Beginning at the line containing "# Target: eyelid" in the material below and ending at the line containing "# Target: mouth", return each line exactly and add nothing.

══ Supplied data ══

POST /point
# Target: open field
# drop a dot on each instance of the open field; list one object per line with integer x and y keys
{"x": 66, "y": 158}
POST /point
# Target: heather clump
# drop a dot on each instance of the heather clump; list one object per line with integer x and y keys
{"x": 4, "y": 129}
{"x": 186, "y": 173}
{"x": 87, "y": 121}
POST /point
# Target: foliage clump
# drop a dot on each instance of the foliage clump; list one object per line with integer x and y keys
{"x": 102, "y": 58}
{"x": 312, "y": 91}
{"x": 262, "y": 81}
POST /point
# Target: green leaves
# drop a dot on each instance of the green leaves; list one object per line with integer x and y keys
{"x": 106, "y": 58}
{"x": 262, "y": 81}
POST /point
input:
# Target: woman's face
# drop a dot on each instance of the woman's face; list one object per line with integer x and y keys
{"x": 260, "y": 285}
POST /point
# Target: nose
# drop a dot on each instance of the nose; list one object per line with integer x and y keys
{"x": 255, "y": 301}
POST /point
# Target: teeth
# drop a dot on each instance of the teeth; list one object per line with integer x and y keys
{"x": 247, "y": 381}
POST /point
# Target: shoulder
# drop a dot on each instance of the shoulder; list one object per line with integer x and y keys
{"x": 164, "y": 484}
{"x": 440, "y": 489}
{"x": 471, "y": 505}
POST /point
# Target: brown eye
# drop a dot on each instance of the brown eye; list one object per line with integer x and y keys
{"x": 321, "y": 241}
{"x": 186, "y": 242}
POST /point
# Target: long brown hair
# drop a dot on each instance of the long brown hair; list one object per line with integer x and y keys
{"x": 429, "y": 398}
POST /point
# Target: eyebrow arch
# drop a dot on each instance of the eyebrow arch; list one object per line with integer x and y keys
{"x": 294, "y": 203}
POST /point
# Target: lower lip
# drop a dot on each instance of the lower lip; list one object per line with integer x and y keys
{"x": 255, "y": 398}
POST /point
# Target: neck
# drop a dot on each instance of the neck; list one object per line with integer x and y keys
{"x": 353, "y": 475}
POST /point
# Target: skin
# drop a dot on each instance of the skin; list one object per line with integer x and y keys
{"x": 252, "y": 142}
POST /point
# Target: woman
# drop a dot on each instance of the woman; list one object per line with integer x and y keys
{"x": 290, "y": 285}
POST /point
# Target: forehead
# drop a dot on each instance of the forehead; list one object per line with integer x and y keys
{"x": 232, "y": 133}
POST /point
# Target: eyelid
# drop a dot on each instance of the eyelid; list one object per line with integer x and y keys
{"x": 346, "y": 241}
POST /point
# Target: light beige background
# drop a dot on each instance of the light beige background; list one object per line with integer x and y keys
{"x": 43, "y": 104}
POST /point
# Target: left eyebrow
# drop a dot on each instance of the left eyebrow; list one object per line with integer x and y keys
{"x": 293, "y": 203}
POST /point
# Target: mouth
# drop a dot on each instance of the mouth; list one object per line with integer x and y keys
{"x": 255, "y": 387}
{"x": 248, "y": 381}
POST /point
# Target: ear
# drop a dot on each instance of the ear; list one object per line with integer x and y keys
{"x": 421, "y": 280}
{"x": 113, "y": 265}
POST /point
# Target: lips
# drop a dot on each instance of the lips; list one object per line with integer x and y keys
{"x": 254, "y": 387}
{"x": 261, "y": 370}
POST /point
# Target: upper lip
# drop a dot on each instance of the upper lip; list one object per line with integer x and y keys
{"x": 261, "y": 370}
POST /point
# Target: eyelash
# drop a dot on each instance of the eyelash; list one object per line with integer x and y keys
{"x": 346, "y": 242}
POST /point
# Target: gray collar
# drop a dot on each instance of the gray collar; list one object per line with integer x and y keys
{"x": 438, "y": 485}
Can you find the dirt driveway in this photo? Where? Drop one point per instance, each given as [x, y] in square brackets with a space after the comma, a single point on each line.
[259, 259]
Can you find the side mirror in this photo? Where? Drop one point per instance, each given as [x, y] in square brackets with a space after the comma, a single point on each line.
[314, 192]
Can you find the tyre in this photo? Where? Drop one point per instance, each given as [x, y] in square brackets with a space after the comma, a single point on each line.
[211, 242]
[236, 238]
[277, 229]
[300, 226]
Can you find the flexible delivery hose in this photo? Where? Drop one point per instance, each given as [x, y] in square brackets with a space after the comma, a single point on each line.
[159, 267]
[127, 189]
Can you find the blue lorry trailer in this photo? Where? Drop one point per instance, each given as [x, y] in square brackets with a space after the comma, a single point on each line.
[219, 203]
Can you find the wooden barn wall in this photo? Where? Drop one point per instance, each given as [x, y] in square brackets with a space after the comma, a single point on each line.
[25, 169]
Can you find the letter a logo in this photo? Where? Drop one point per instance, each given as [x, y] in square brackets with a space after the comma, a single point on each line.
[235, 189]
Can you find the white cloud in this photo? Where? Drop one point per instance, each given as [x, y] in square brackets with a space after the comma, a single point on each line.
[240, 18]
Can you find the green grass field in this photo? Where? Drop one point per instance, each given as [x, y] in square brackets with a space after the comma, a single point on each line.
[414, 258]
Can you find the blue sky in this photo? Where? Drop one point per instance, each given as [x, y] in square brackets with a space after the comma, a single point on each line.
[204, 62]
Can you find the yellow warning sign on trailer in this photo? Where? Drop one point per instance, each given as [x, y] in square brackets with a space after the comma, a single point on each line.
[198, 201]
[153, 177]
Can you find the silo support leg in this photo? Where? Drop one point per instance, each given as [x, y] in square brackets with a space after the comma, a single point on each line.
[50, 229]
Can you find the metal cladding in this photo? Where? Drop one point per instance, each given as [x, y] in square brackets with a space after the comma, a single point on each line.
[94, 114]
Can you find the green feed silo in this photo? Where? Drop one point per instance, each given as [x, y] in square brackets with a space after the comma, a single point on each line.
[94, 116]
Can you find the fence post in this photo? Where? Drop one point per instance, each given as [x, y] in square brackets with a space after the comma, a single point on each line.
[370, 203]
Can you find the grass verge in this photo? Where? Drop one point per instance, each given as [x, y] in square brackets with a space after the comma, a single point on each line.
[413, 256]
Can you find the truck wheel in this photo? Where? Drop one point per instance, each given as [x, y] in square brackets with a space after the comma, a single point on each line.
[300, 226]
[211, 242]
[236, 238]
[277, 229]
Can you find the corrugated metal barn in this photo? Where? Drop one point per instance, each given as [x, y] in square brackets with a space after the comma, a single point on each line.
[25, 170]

═══

Result below –
# Target: eyelid
# drop a dot on each instance of the eyelid; list one object per line with integer x and y keys
{"x": 346, "y": 241}
POST /point
# Target: light beige background
# drop a dot on each instance of the light beige background; list one object per line with integer x and y keys
{"x": 43, "y": 104}
POST /point
# Target: left eyebrow
# drop a dot on each instance of the left eyebrow; list one object per line with integer x and y keys
{"x": 293, "y": 203}
POST /point
# Target: mouth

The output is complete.